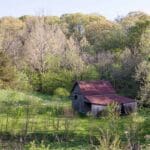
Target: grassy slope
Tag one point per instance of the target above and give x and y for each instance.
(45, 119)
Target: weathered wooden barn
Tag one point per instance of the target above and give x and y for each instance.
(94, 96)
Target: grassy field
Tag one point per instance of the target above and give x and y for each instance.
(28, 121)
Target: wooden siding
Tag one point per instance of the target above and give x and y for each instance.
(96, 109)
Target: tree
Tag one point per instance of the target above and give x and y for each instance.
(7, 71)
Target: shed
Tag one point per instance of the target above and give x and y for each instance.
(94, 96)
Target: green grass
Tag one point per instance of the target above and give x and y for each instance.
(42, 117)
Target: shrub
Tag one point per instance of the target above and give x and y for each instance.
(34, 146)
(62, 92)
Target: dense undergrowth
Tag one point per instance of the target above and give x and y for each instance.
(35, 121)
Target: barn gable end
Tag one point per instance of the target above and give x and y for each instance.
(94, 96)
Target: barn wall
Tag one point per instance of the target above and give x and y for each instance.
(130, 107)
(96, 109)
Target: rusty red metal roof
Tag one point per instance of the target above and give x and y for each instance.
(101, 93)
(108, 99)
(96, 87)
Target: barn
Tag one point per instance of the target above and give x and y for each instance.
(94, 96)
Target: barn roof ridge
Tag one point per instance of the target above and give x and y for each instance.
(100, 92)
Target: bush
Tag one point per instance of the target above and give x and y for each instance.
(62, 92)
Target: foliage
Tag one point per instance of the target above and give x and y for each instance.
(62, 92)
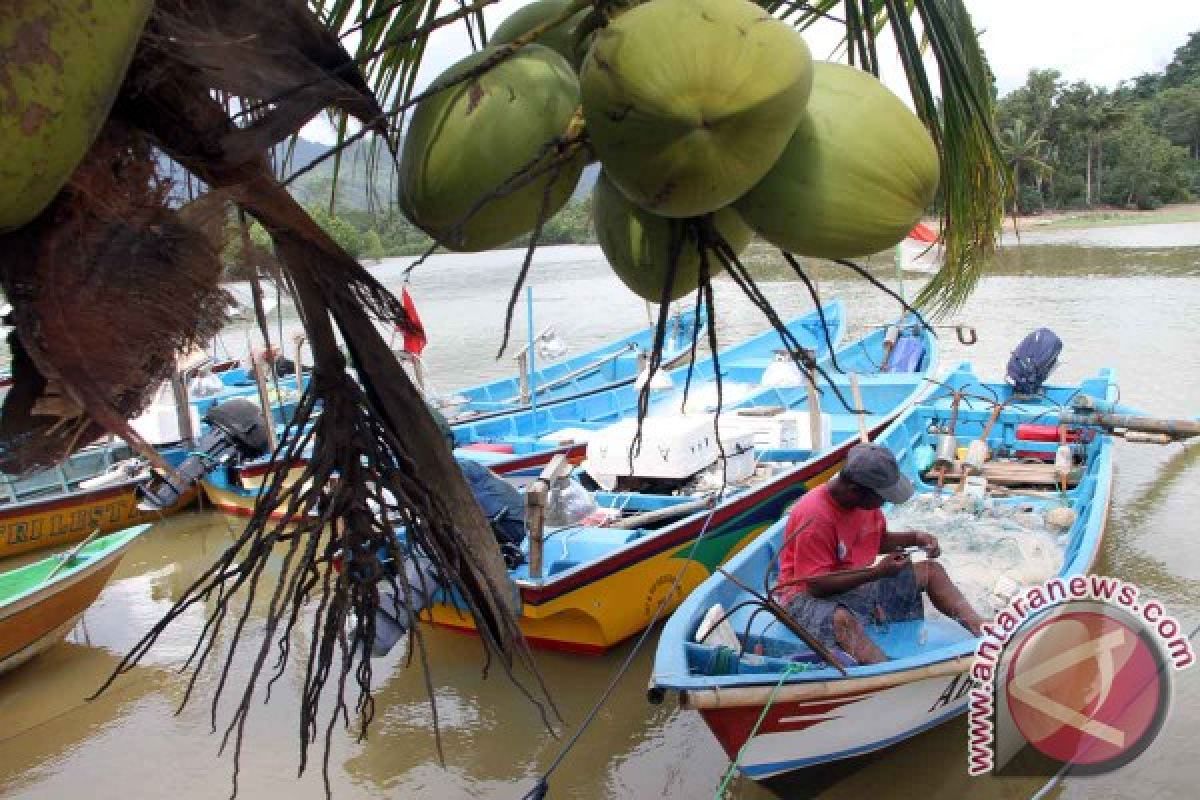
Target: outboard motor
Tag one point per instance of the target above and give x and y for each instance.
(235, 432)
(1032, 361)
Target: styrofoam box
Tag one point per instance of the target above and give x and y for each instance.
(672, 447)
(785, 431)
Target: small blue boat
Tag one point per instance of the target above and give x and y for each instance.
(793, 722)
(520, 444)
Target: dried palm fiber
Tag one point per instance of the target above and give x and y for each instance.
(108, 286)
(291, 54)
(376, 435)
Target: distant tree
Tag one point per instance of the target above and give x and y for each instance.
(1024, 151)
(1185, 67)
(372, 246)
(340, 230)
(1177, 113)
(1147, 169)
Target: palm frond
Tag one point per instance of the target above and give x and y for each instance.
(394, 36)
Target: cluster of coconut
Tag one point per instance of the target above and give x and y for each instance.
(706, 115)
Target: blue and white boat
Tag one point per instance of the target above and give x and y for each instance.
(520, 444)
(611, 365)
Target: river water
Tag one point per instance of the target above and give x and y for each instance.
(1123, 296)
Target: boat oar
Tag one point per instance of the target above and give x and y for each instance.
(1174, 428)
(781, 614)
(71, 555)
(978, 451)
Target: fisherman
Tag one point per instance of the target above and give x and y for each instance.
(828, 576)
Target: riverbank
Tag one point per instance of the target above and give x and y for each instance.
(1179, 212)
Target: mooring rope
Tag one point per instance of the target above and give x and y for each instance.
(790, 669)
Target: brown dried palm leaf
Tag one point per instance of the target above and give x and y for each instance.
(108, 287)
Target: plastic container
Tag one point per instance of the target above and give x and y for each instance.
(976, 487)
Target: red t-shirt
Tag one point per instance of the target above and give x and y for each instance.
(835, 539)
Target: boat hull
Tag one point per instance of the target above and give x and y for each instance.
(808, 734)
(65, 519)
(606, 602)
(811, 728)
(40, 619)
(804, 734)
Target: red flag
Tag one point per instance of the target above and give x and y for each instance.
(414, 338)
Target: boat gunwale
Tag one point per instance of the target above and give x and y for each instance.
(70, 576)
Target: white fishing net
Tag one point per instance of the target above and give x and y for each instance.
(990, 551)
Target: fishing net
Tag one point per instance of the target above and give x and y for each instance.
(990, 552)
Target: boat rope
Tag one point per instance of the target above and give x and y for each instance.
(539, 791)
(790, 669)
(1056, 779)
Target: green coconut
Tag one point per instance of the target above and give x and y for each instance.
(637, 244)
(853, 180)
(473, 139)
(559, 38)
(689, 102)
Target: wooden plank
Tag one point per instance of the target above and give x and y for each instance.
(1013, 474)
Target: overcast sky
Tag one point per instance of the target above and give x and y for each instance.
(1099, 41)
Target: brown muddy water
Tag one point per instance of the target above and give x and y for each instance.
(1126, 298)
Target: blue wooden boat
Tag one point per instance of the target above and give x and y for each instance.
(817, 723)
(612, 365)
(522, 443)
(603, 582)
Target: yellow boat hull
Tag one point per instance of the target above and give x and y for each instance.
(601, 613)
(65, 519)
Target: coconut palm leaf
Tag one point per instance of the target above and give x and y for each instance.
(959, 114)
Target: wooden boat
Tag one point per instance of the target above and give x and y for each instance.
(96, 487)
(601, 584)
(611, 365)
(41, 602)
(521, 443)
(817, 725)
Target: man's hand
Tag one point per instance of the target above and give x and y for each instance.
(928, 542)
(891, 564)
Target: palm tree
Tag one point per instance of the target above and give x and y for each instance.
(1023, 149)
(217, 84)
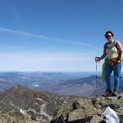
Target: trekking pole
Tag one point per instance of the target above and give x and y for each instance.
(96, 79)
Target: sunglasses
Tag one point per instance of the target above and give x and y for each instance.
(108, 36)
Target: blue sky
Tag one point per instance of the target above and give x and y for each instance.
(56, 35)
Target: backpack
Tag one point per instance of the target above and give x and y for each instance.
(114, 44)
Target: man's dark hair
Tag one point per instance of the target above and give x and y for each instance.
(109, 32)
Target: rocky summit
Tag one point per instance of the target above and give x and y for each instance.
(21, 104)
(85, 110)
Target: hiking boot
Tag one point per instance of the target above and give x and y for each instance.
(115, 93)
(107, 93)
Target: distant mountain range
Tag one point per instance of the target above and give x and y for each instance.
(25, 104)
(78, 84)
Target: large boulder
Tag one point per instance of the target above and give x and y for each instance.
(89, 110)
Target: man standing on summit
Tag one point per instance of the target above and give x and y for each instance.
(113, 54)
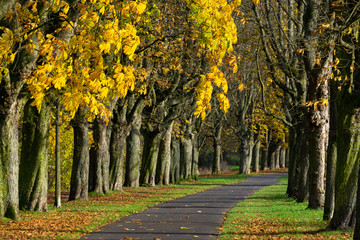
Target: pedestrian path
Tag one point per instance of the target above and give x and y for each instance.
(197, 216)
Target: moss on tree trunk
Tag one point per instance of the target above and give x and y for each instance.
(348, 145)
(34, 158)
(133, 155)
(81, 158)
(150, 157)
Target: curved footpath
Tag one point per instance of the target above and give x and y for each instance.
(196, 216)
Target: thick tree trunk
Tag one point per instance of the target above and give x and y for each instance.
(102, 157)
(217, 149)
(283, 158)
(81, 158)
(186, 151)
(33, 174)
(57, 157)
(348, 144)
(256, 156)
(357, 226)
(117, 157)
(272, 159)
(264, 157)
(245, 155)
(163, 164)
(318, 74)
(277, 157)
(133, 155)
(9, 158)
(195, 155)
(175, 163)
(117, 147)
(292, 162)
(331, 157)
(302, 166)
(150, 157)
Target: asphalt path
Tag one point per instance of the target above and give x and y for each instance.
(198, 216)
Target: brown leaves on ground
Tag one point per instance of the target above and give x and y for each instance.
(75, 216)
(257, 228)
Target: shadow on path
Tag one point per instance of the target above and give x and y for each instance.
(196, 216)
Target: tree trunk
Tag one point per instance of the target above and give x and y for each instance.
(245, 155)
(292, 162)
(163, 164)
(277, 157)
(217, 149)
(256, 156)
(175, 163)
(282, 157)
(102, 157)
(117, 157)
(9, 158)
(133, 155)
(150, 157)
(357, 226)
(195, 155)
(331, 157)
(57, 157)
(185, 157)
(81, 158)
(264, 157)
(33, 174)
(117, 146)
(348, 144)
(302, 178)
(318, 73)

_Written problem:_ Pull out all the text from the material above, line for line and unchanged, but leave the pictures out.

_Solution for this exercise:_
Target: grassy slope
Tag one point per instance of the target above and give x and y for each instance.
(45, 119)
Target: weathered wooden barn
Tag one point per instance of the target above and give x and y for each instance.
(94, 96)
Target: grassy field
Tag one point per instance of the target above and give x and y for each instance.
(28, 121)
Target: wooden siding
Tag one point per instance of the target above and give x and y for each instance.
(96, 109)
Target: tree
Tag one point per instance of the target above and give x and y for each instance.
(7, 71)
Target: shed
Tag one point per instance of the target above and give x and y for each instance.
(94, 96)
Target: green grass
Tag one point per instance of the target above and give x and y for each instance.
(42, 117)
Target: shrub
Tag one point per instance of the target above and give x and y for each instance.
(34, 146)
(62, 92)
Target: dense undergrowth
Tag one point per instance of the target above and give x and y for each instance.
(35, 121)
Target: barn gable end
Tag one point per instance of the target above and give x and y for each instance.
(94, 96)
Target: barn wall
Tag one point per instance of the target above and give x and y for each instance.
(130, 107)
(96, 109)
Target: rusty red metal roof
Tag one point per instance of the target above and give x and y for each instance.
(101, 93)
(108, 99)
(96, 87)
Target: barn
Tag one point per instance of the target above and give x and y for each instance.
(94, 96)
Target: barn roof ridge
Tag one point per instance of the target above and give x and y for each instance.
(100, 92)
Target: bush
Tag one point per instance of the target above and give x and y for each instance.
(62, 92)
Target: foliage
Tag one point per instance of the target above and give x and y for each instance.
(62, 92)
Target: outboard motor
Tag one point per instance of the target above and give x and y for each instance.
(235, 432)
(1032, 361)
Target: styrofoam box
Tag one point per instance of the target above and give x and y for each instance.
(672, 447)
(785, 431)
Target: small blue boat
Tag one point per instance of the target above and give x and y for each instance.
(793, 722)
(520, 444)
Target: dried palm fiber
Tag one point per instance of the target above and give x and y for each instance.
(108, 286)
(291, 54)
(376, 435)
Target: distant tree
Tag one point per instance of the target above and give x and y for each instance.
(1024, 151)
(1185, 67)
(372, 246)
(340, 230)
(1177, 113)
(1147, 169)
Target: palm frond
Tag one point per instance of the target above and give x and y for each instance.
(394, 36)
Target: cluster of coconut
Tag one point per instance of the target above and give x and y for each instance.
(706, 115)
Target: blue and white boat
Tag one point per instance of the target above and give x and y for each instance.
(520, 444)
(611, 365)
Target: river water
Tag one point per instance of the target above and give x and y for each instance.
(1123, 296)
Target: boat oar
Tag one point per instance of the target above and give x and y for each instance.
(1174, 428)
(781, 614)
(71, 555)
(978, 451)
Target: fisherman
Tag one point per instance of the target above and give x and y for each instance.
(828, 576)
Target: riverbank
Tag one point per instance of the target above and give x and y for each instance.
(1179, 212)
Target: mooring rope
Tag one point per instance of the target above and give x and y for each instance.
(790, 669)
Target: brown dried palm leaf
Tag one point per instance of the target above and give x and y for each instance.
(108, 287)
Target: plastic container
Tag one point per instance of the target above and give x and y for each instance.
(976, 487)
Target: red t-shirt
Tag one point per instance of the target above and give x and y for each instance.
(835, 539)
Target: boat hull
Tag one point per instance of the target above and give x and y for each instance.
(808, 734)
(65, 519)
(606, 602)
(811, 728)
(40, 619)
(804, 734)
Target: red flag
Tag one point per instance of the target above and give x and y for each instance.
(414, 338)
Target: boat gunwale
Tag one point per instance of the target above and give x and y for each instance.
(70, 576)
Target: white fishing net
Tag one point per instance of the target above and give x and y for each instance.
(990, 551)
Target: fishing net
Tag one point per instance of the target above and give x and y for each instance.
(990, 552)
Target: boat rope
Tag one point per instance of the target above and give x and y for each instance.
(539, 791)
(790, 669)
(1056, 779)
Target: green coconut
Tag one point per instance of the target above and give x and y for each instance.
(637, 244)
(853, 180)
(473, 139)
(559, 38)
(689, 102)
Target: wooden plank
Tag one point per instance of the target above and give x and y for each instance.
(1013, 474)
Target: overcast sky
Tag one point per instance of the target above and give x and y for each instance.
(1099, 41)
Target: brown muddy water
Tag one point per instance of the target above and give x and y for each instance.
(1126, 298)
Target: blue wooden boat
Tag one point per instance of the target above and give x and y for each instance.
(817, 723)
(612, 365)
(522, 443)
(603, 582)
Target: yellow boat hull
Tag one point per instance of the target above and give x and y for each instance.
(601, 613)
(65, 519)
Target: coconut palm leaf
Tag one point per instance of the target above and give x and y for each instance.
(959, 114)
Target: wooden boat
Tag one point per instance of the target above and give x and y for each instance.
(96, 487)
(601, 584)
(611, 365)
(41, 602)
(521, 443)
(817, 725)
Target: man's hand
Tag one point per instance of the target above and give x and y for each instance.
(928, 542)
(891, 564)
Target: palm tree
Tag one point per instance of the target above and give x and y for each instance.
(1023, 149)
(217, 84)
Target: trekking pole
Tag one point per instance of the target above and give x and y for each instance.
(96, 79)
Target: sunglasses
Tag one point per instance of the target above and give x and y for each instance.
(108, 36)
Target: blue sky
Tag one point per instance of the target above and give x and y for each instance.
(56, 35)
Target: backpack
Tag one point per instance of the target above and give x and y for each instance.
(114, 44)
Target: man's dark hair
Tag one point per instance of the target above and give x and y for each instance.
(109, 32)
Target: rocky summit
Tag one point per instance of the target above and give x and y for each instance.
(21, 104)
(85, 110)
Target: hiking boot
Tag one point per instance of the target above and give x and y for each instance.
(115, 93)
(107, 93)
Target: distant mountain range
Tag one point per instance of the target above and give x and y for each instance.
(25, 104)
(78, 84)
Target: large boulder
Tag one point per instance of the target above and give x and y for each instance.
(89, 110)
Target: man standing on summit
Tag one point per instance of the target above and give x and y for each instance.
(113, 54)
Target: pedestrian path
Tag one point per instance of the target above and give x and y for each instance.
(197, 216)
Target: moss on tree trunk
Tag one point per instance of the target above and give x and y for each instance.
(348, 145)
(34, 158)
(133, 155)
(81, 158)
(150, 157)
Target: curved footpath
Tag one point per instance of the target above and give x and y for each instance.
(196, 216)
Target: thick tree trunk
Tag one point per instance of the target above and give x and y for each instance.
(102, 157)
(217, 149)
(283, 158)
(81, 158)
(186, 151)
(33, 174)
(57, 157)
(348, 144)
(256, 156)
(357, 226)
(117, 157)
(272, 159)
(264, 157)
(245, 155)
(163, 164)
(318, 74)
(277, 157)
(133, 155)
(9, 158)
(195, 155)
(175, 163)
(117, 147)
(292, 162)
(331, 157)
(302, 166)
(150, 157)
Target: asphalt path
Tag one point per instance of the target above and give x and y for each instance.
(198, 216)
Target: brown leaves on ground
Tag one point per instance of the target above and give x and y for each instance.
(75, 216)
(257, 228)
Target: shadow on path
Tag one point per instance of the target above and give x and y for each instance.
(196, 216)
Target: tree trunk
Tag one point per instance of the target above and give x and y for each instance.
(245, 155)
(292, 162)
(163, 164)
(277, 157)
(217, 149)
(256, 156)
(175, 163)
(282, 157)
(102, 157)
(117, 157)
(9, 158)
(133, 155)
(150, 157)
(357, 226)
(195, 155)
(331, 157)
(57, 157)
(185, 157)
(81, 158)
(264, 157)
(33, 174)
(117, 146)
(348, 144)
(302, 178)
(318, 73)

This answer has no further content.